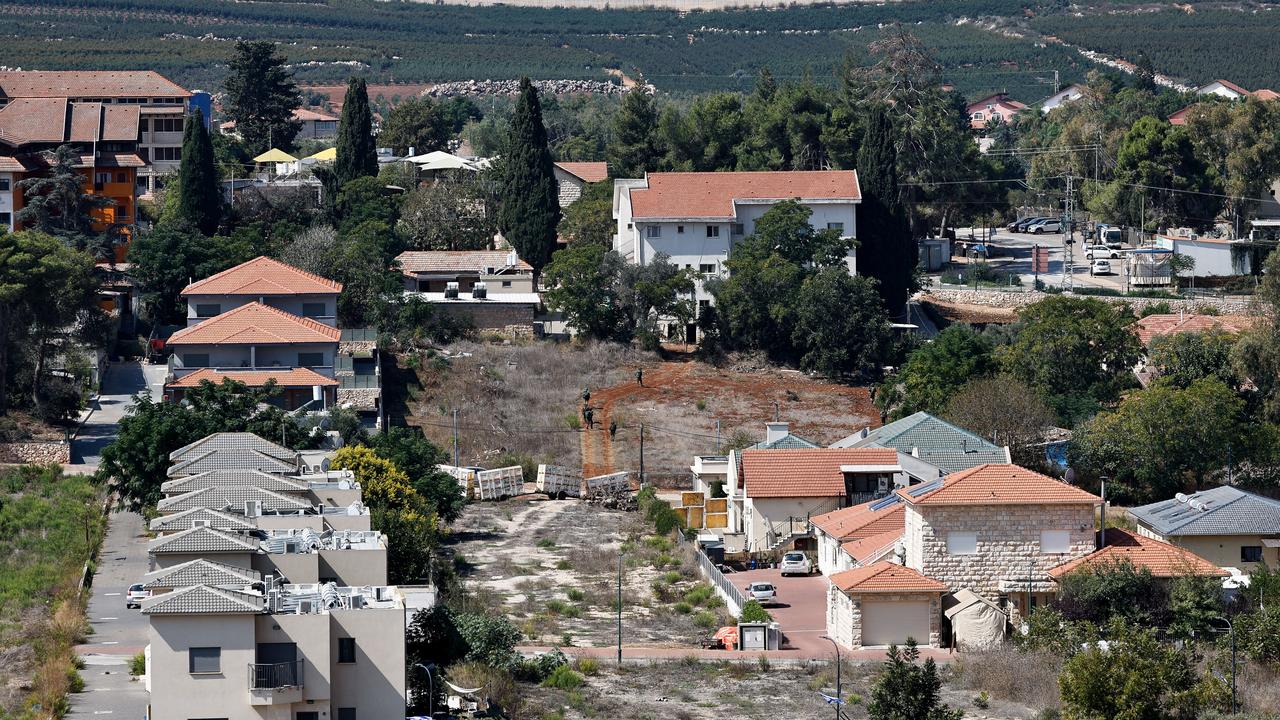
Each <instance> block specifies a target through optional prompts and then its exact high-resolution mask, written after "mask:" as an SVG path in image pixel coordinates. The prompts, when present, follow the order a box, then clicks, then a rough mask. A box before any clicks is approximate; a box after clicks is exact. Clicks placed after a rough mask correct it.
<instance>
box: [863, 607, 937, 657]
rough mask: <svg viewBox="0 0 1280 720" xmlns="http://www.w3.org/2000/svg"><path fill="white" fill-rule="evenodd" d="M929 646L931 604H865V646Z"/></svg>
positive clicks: (864, 643)
mask: <svg viewBox="0 0 1280 720" xmlns="http://www.w3.org/2000/svg"><path fill="white" fill-rule="evenodd" d="M909 637H911V638H915V642H916V643H919V644H929V603H928V601H923V602H867V601H863V644H899V646H901V644H906V638H909Z"/></svg>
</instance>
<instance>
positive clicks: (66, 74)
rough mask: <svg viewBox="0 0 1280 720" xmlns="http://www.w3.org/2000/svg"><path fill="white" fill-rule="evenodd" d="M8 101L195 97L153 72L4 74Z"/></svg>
mask: <svg viewBox="0 0 1280 720" xmlns="http://www.w3.org/2000/svg"><path fill="white" fill-rule="evenodd" d="M0 96H4V97H191V92H189V91H187V90H183V88H182V87H180V86H178V85H175V83H173V82H170V81H169V79H166V78H165V77H164V76H161V74H160V73H156V72H152V70H3V72H0Z"/></svg>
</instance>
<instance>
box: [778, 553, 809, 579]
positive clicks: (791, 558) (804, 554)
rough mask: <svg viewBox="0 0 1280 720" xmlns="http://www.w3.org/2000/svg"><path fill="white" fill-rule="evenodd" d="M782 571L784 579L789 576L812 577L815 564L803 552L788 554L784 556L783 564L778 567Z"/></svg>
mask: <svg viewBox="0 0 1280 720" xmlns="http://www.w3.org/2000/svg"><path fill="white" fill-rule="evenodd" d="M778 568H780V569H781V570H782V577H783V578H786V577H787V575H810V574H813V562H810V561H809V559H808V557H806V556H805V553H803V552H788V553H786V555H783V556H782V564H781V565H778Z"/></svg>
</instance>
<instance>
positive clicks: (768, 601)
mask: <svg viewBox="0 0 1280 720" xmlns="http://www.w3.org/2000/svg"><path fill="white" fill-rule="evenodd" d="M746 600H754V601H756V602H759V603H760V605H772V603H774V602H777V600H778V589H777V588H774V587H773V583H751V584H749V585H746Z"/></svg>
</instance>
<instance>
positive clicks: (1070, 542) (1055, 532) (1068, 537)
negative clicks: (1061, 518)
mask: <svg viewBox="0 0 1280 720" xmlns="http://www.w3.org/2000/svg"><path fill="white" fill-rule="evenodd" d="M1041 552H1055V553H1062V552H1071V533H1070V532H1068V530H1041Z"/></svg>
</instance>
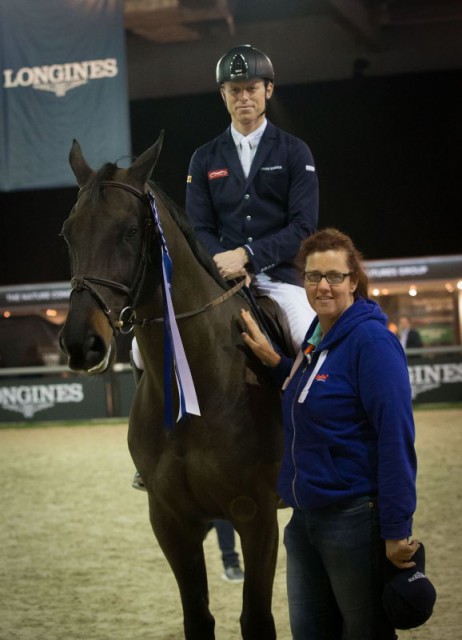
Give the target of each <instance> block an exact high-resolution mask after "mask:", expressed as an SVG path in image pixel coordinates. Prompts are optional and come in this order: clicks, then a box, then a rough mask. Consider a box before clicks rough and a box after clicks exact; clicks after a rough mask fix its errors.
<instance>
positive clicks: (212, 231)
mask: <svg viewBox="0 0 462 640" xmlns="http://www.w3.org/2000/svg"><path fill="white" fill-rule="evenodd" d="M186 212H187V214H188V216H189V218H190V219H191V221H192V224H193V226H194V229H195V231H196V234H197V236H198V237H199V239H200V240H201V242H202V243H203V244H204V245H205V247H206V248H207V250H208V251H209V252H210V253H211V255H215V254H216V253H221V252H222V251H227V250H230V249H236V248H237V247H245V248H246V250H247V253H248V254H249V257H250V261H251V265H252V269H253V272H254V273H256V274H258V273H263V272H266V273H267V274H268V275H270V276H272V277H274V278H276V279H278V280H282V281H283V282H289V283H291V284H298V285H300V284H301V280H300V276H299V274H298V272H297V269H296V268H295V266H294V264H293V260H294V258H295V256H296V255H297V253H298V251H299V248H300V243H301V242H302V240H304V239H305V238H307V237H308V236H309V235H311V234H312V233H314V231H315V230H316V227H317V222H318V179H317V175H316V171H315V167H314V162H313V156H312V154H311V151H310V149H309V147H308V146H307V145H306V144H305V143H304V142H303V141H302V140H299V139H298V138H296V137H295V136H293V135H290V134H289V133H286V132H285V131H282V130H281V129H279V128H278V127H275V126H274V125H273V124H271V122H268V123H267V126H266V129H265V131H264V132H263V135H262V137H261V140H260V143H259V145H258V147H257V151H256V154H255V157H254V160H253V163H252V167H251V169H250V173H249V176H248V178H246V177H245V176H244V173H243V171H242V167H241V163H240V160H239V156H238V153H237V149H236V145H235V144H234V140H233V137H232V134H231V127H228V129H226V131H225V132H224V133H222V134H221V135H219V136H218V137H216V138H215V139H214V140H212V141H211V142H208V143H207V144H205V145H203V146H202V147H200V148H199V149H197V150H196V151H195V152H194V154H193V156H192V158H191V162H190V166H189V175H188V180H187V188H186Z"/></svg>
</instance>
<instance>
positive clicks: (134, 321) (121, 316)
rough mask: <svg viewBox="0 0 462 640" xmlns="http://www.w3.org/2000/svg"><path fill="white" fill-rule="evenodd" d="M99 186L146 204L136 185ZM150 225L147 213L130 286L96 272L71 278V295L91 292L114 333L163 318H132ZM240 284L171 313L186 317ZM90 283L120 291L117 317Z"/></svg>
mask: <svg viewBox="0 0 462 640" xmlns="http://www.w3.org/2000/svg"><path fill="white" fill-rule="evenodd" d="M101 186H102V187H114V188H115V189H123V190H124V191H128V193H131V194H132V195H134V196H136V197H137V198H138V199H140V200H141V201H142V202H143V204H145V205H147V206H148V207H150V204H149V200H148V197H147V194H146V193H144V192H143V191H140V190H139V189H137V188H136V187H132V186H131V185H129V184H126V183H125V182H117V181H103V182H101ZM86 190H88V186H84V187H82V188H81V189H80V190H79V193H78V196H77V200H78V199H79V197H80V195H81V194H82V192H83V191H86ZM152 229H153V218H152V217H151V216H148V217H146V218H145V221H144V233H143V241H142V247H141V255H140V259H139V261H138V267H137V270H136V276H135V278H134V282H133V285H132V286H131V287H127V286H126V285H124V284H121V283H119V282H115V281H114V280H108V279H106V278H99V277H96V276H88V275H83V276H82V275H78V276H74V277H73V278H71V295H72V294H73V293H74V292H80V291H88V292H89V293H90V294H91V296H92V297H93V298H94V299H95V300H96V302H97V304H98V306H99V307H100V309H101V310H102V311H103V313H104V314H105V316H106V317H107V319H108V322H109V324H110V325H111V328H112V330H113V332H114V334H115V333H117V331H120V333H130V331H132V330H133V328H134V327H135V325H140V326H143V327H146V326H150V325H153V324H156V323H159V322H163V321H164V318H163V317H160V318H144V319H142V320H138V319H137V318H136V313H135V306H136V303H137V301H138V299H139V296H140V292H141V287H142V284H143V281H144V277H145V274H146V269H147V265H148V262H149V260H148V258H149V255H150V247H151V239H152ZM244 284H245V278H243V279H242V280H241V281H239V282H238V283H237V284H236V285H234V286H233V287H232V288H231V289H229V290H228V291H226V292H225V293H224V294H223V295H221V296H219V297H218V298H215V299H214V300H212V301H211V302H209V303H207V304H205V305H204V306H203V307H200V308H199V309H195V310H193V311H187V312H185V313H180V314H178V315H176V316H175V317H176V318H177V319H179V318H190V317H193V316H196V315H198V314H200V313H203V312H204V311H208V310H209V309H211V308H212V307H215V306H216V305H218V304H221V303H222V302H224V301H225V300H227V299H228V298H230V297H231V296H233V295H234V294H235V293H237V292H238V291H240V290H241V289H242V288H243V286H244ZM93 285H97V286H101V287H106V288H108V289H113V290H114V291H120V292H121V293H123V294H125V296H126V298H127V305H126V306H125V307H124V308H123V309H122V311H121V312H120V314H119V317H118V319H117V320H113V318H112V315H111V314H112V312H111V310H110V309H109V308H108V306H107V304H106V303H105V301H104V300H103V298H102V297H101V295H100V294H99V293H98V291H97V290H96V289H95V288H94V286H93ZM126 327H128V328H126Z"/></svg>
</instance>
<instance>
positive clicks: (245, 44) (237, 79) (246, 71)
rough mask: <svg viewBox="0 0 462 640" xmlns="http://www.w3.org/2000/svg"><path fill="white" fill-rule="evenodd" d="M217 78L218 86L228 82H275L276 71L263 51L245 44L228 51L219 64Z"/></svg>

- DIRECTIONS FOR THIS TASK: Wherever the word "high" appears in the listing, copy the line that holds it.

- SOLVED PROBLEM:
Each <instance> block specifies a target through optional prompts and then its exact high-resolution mask, written after "mask:" as an SVG path in image pixel coordinates. The prompts, when present, follow the order a box, then clicks, then a rough mask. A box before any clicks is approximate; a box after clicks is exact. Clicks placed after a rough mask correct it.
Give the target of each <instance> block an exact high-resolution mask after "mask:", expressed as an SVG path in image pixel coordinates. Prompts are optional and come in this order: clicks, then a box, then a rough mask. Consider a box before clicks rough and a box after clicks exact; clicks after a rough mask fix its errors.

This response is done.